*Exercise material*.

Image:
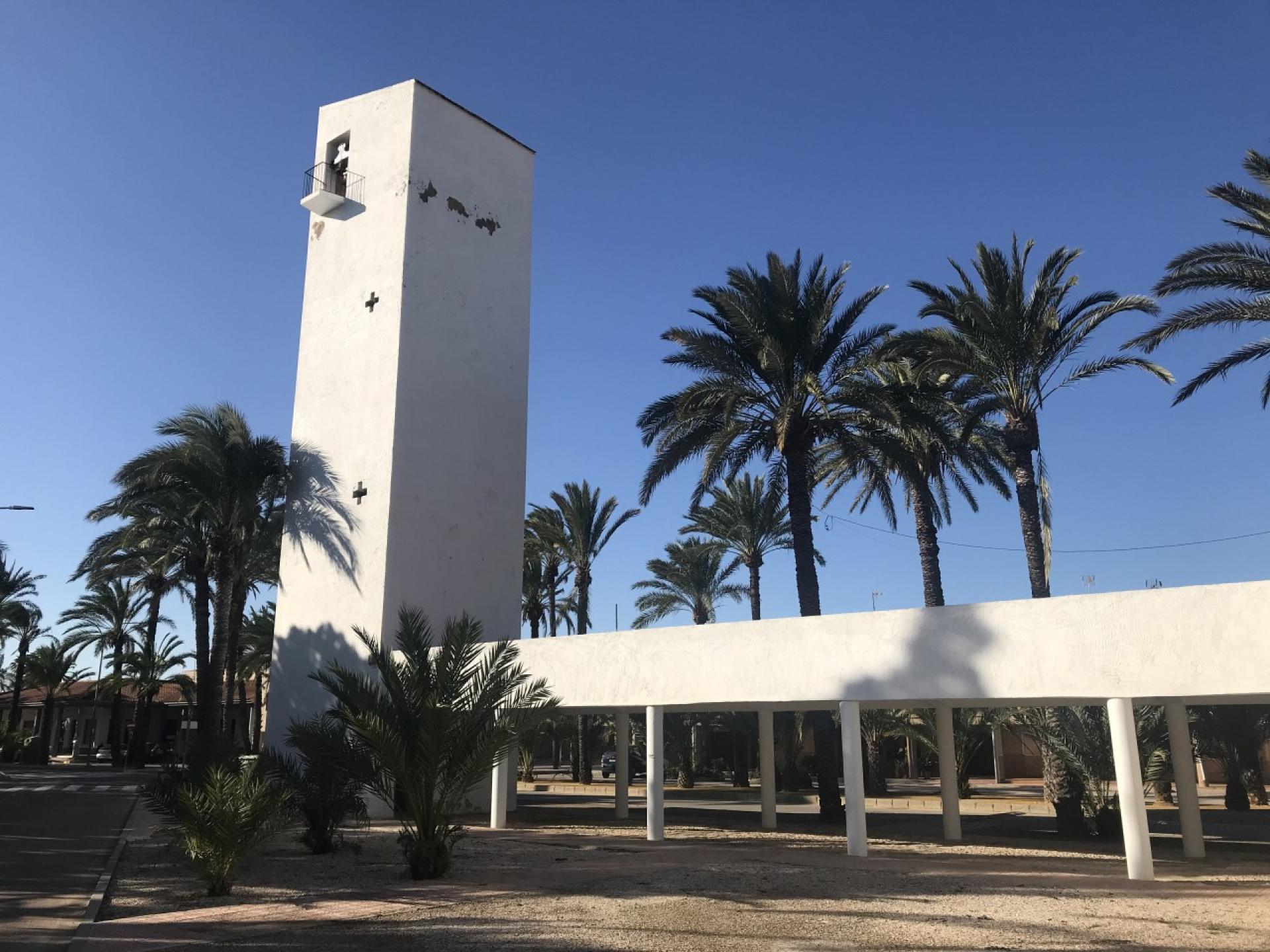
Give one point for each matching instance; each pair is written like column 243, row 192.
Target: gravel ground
column 568, row 885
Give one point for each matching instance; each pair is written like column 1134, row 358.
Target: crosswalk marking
column 71, row 789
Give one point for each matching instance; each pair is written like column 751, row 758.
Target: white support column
column 513, row 770
column 1128, row 781
column 498, row 793
column 1184, row 778
column 999, row 756
column 656, row 766
column 854, row 778
column 951, row 803
column 767, row 768
column 622, row 768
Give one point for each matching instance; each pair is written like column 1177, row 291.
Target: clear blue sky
column 154, row 245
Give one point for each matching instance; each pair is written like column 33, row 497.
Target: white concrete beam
column 513, row 770
column 949, row 799
column 622, row 768
column 498, row 793
column 1185, row 643
column 1128, row 781
column 767, row 767
column 854, row 777
column 654, row 764
column 1184, row 779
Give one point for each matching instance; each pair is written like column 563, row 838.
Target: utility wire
column 829, row 518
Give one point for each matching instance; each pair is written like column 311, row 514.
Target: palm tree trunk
column 243, row 735
column 929, row 551
column 205, row 681
column 259, row 710
column 233, row 629
column 1021, row 441
column 553, row 571
column 583, row 600
column 875, row 775
column 208, row 717
column 799, row 491
column 46, row 724
column 153, row 615
column 19, row 669
column 140, row 729
column 740, row 774
column 1064, row 787
column 117, row 753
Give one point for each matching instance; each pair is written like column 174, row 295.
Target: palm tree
column 51, row 668
column 581, row 530
column 257, row 643
column 1011, row 347
column 1238, row 267
column 545, row 535
column 234, row 484
column 878, row 727
column 534, row 594
column 108, row 619
column 19, row 617
column 691, row 578
column 972, row 729
column 1234, row 735
column 433, row 723
column 748, row 516
column 964, row 446
column 163, row 521
column 146, row 669
column 778, row 344
column 125, row 554
column 586, row 527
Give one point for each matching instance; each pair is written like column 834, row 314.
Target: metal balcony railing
column 325, row 177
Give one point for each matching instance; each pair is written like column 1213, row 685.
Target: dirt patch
column 601, row 887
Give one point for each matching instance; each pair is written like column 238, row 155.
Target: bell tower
column 412, row 383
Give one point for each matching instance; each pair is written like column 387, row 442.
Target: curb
column 103, row 884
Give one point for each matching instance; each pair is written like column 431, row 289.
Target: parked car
column 609, row 763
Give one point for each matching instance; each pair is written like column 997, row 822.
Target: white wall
column 422, row 400
column 1191, row 643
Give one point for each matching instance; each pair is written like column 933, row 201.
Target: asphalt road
column 58, row 829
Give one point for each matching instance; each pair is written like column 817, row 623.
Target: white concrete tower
column 412, row 382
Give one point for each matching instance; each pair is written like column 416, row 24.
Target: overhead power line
column 829, row 518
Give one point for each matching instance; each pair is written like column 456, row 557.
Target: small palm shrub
column 526, row 757
column 222, row 818
column 679, row 742
column 1232, row 735
column 433, row 723
column 1080, row 740
column 325, row 778
column 972, row 729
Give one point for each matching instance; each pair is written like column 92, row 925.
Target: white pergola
column 1205, row 644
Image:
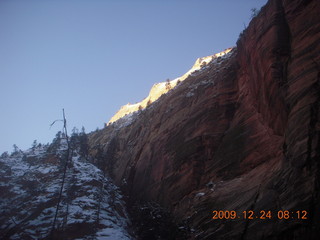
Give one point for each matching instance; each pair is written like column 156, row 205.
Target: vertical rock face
column 240, row 134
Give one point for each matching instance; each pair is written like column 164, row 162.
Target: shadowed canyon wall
column 241, row 134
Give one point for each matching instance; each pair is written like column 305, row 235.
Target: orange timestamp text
column 281, row 214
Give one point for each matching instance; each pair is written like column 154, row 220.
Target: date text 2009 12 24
column 281, row 214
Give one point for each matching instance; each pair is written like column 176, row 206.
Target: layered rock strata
column 240, row 134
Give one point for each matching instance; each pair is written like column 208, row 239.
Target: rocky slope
column 30, row 182
column 241, row 133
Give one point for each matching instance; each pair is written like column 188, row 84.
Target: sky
column 90, row 57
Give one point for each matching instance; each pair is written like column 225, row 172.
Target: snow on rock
column 161, row 88
column 91, row 206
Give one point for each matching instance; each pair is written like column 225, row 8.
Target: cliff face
column 240, row 134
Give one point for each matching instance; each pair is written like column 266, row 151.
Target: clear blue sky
column 91, row 57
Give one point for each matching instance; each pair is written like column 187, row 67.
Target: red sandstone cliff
column 242, row 134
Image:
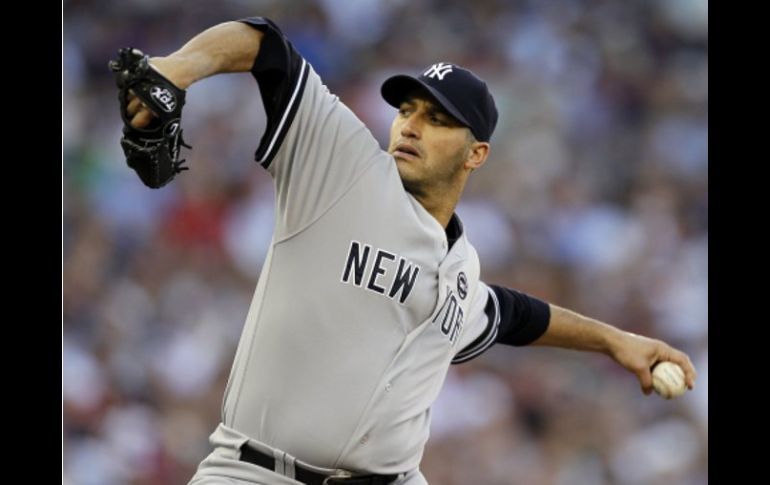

*To be done*. Put all the lines above into a Markdown table with the columns Row and Line, numbering each row. Skip blank lines and leave the pictures out.

*Written response*.
| Row | Line |
|---|---|
| 1 | Image: |
| 2 | Give one point for each matching instance; each pair is written like column 243, row 192. |
| 3 | Target: gravel ground |
| 4 | column 568, row 885 |
| 5 | Give one point for each matching instance; each pair is written like column 1134, row 358. |
| 6 | Target: crosswalk marking |
| 7 | column 71, row 789 |
| 8 | Give one point for each matching instance; each pair is written like column 751, row 758. |
| 9 | Target: white support column |
| 10 | column 513, row 770 |
| 11 | column 1128, row 781 |
| 12 | column 498, row 793 |
| 13 | column 1184, row 778 |
| 14 | column 999, row 756 |
| 15 | column 656, row 766 |
| 16 | column 854, row 778 |
| 17 | column 951, row 803 |
| 18 | column 767, row 768 |
| 19 | column 622, row 768 |
| 20 | Give one point for each matching instance; each pair is written like column 1177, row 291. |
| 21 | Target: clear blue sky |
| 22 | column 154, row 245 |
| 23 | Give one point for each matching instance; each pair is written like column 33, row 497. |
| 24 | Target: white concrete beam |
| 25 | column 513, row 770 |
| 26 | column 949, row 799 |
| 27 | column 622, row 768 |
| 28 | column 498, row 793 |
| 29 | column 1185, row 643 |
| 30 | column 1128, row 781 |
| 31 | column 767, row 767 |
| 32 | column 854, row 777 |
| 33 | column 654, row 764 |
| 34 | column 1184, row 779 |
| 35 | Give one point for each matching instance; each pair is written like column 563, row 838. |
| 36 | Target: utility wire |
| 37 | column 829, row 518 |
| 38 | Give one point for each matching instance; each pair is written like column 311, row 514. |
| 39 | Target: palm tree trunk |
| 40 | column 243, row 735 |
| 41 | column 929, row 551 |
| 42 | column 205, row 681 |
| 43 | column 259, row 710 |
| 44 | column 233, row 629 |
| 45 | column 1021, row 441 |
| 46 | column 553, row 571 |
| 47 | column 583, row 600 |
| 48 | column 875, row 775 |
| 49 | column 208, row 717 |
| 50 | column 799, row 491 |
| 51 | column 46, row 724 |
| 52 | column 153, row 615 |
| 53 | column 19, row 669 |
| 54 | column 140, row 729 |
| 55 | column 740, row 774 |
| 56 | column 1064, row 787 |
| 57 | column 117, row 753 |
| 58 | Give one point for each matching instance; each pair is written like column 174, row 295. |
| 59 | Target: palm tree |
| 60 | column 51, row 668 |
| 61 | column 581, row 530 |
| 62 | column 257, row 643 |
| 63 | column 1011, row 347 |
| 64 | column 1238, row 267 |
| 65 | column 545, row 535 |
| 66 | column 234, row 484 |
| 67 | column 878, row 727 |
| 68 | column 534, row 594 |
| 69 | column 108, row 619 |
| 70 | column 19, row 617 |
| 71 | column 691, row 578 |
| 72 | column 972, row 729 |
| 73 | column 1234, row 735 |
| 74 | column 433, row 723 |
| 75 | column 748, row 516 |
| 76 | column 964, row 446 |
| 77 | column 163, row 521 |
| 78 | column 146, row 669 |
| 79 | column 778, row 344 |
| 80 | column 125, row 554 |
| 81 | column 586, row 527 |
| 82 | Give one point for each matching instance; each pair is written like column 834, row 314. |
| 83 | Target: metal balcony railing |
| 84 | column 325, row 177 |
| 85 | Give one point for each matching instance; each pair is written like column 1213, row 685. |
| 86 | Target: dirt patch |
| 87 | column 601, row 887 |
| 88 | Give one point for each matching instance; each pair is written like column 238, row 155. |
| 89 | Target: bell tower |
| 90 | column 412, row 383 |
| 91 | Give one point for each matching instance; each pair is written like column 387, row 442. |
| 92 | Target: curb |
| 93 | column 103, row 884 |
| 94 | Give one point for each matching instance; each pair is written like column 431, row 289. |
| 95 | Target: parked car |
| 96 | column 609, row 763 |
| 97 | Give one point for each matching instance; each pair is written like column 997, row 822. |
| 98 | Target: white wall |
| 99 | column 422, row 400 |
| 100 | column 1191, row 643 |
| 101 | Give one point for each matching instance; each pair is written like column 933, row 201. |
| 102 | Target: asphalt road |
| 103 | column 58, row 829 |
| 104 | Give one point for each matching instance; each pair is written like column 817, row 623. |
| 105 | Target: white concrete tower |
| 106 | column 412, row 382 |
| 107 | Give one point for each matching instance; each pair is written like column 416, row 24. |
| 108 | Target: overhead power line |
| 109 | column 829, row 518 |
| 110 | Give one point for each matching instance; each pair is written like column 456, row 557. |
| 111 | Target: small palm shrub |
| 112 | column 526, row 757 |
| 113 | column 222, row 818 |
| 114 | column 679, row 742 |
| 115 | column 1232, row 735 |
| 116 | column 433, row 723 |
| 117 | column 1080, row 740 |
| 118 | column 325, row 778 |
| 119 | column 972, row 729 |
| 120 | Give one point for each matching instance; each pair is written like column 92, row 925. |
| 121 | Target: white pergola |
| 122 | column 1205, row 644 |
| 123 | Image: |
| 124 | Give one point for each matching instance; each pair is written like column 156, row 205. |
| 125 | Target: vertical rock face |
| 126 | column 240, row 134 |
| 127 | Give one point for each matching instance; each pair is written like column 164, row 162. |
| 128 | Target: shadowed canyon wall |
| 129 | column 241, row 134 |
| 130 | Give one point for each matching instance; each pair is written like column 305, row 235. |
| 131 | Target: orange timestamp text |
| 132 | column 281, row 214 |
| 133 | Give one point for each matching instance; each pair is written like column 154, row 220. |
| 134 | Target: date text 2009 12 24 |
| 135 | column 281, row 214 |
| 136 | Give one point for each matching instance; each pair is written like column 176, row 206. |
| 137 | Target: layered rock strata |
| 138 | column 240, row 134 |
| 139 | Give one point for each matching instance; each pair is written like column 208, row 239. |
| 140 | Target: rocky slope |
| 141 | column 30, row 182 |
| 142 | column 241, row 133 |
| 143 | Give one point for each matching instance; each pair is written like column 188, row 84. |
| 144 | Target: sky |
| 145 | column 90, row 57 |
| 146 | Give one point for each matching instance; each pair is written like column 225, row 172. |
| 147 | Target: snow on rock |
| 148 | column 161, row 88 |
| 149 | column 91, row 206 |
| 150 | Give one point for each matching instance; each pair is written like column 225, row 8. |
| 151 | Target: cliff face |
| 152 | column 240, row 134 |
| 153 | Give one point for each matching instance; each pair is written like column 266, row 151. |
| 154 | Target: clear blue sky |
| 155 | column 91, row 57 |
| 156 | Give one point for each matching instance; each pair is written like column 187, row 67. |
| 157 | Target: red sandstone cliff |
| 158 | column 242, row 134 |
| 159 | Image: |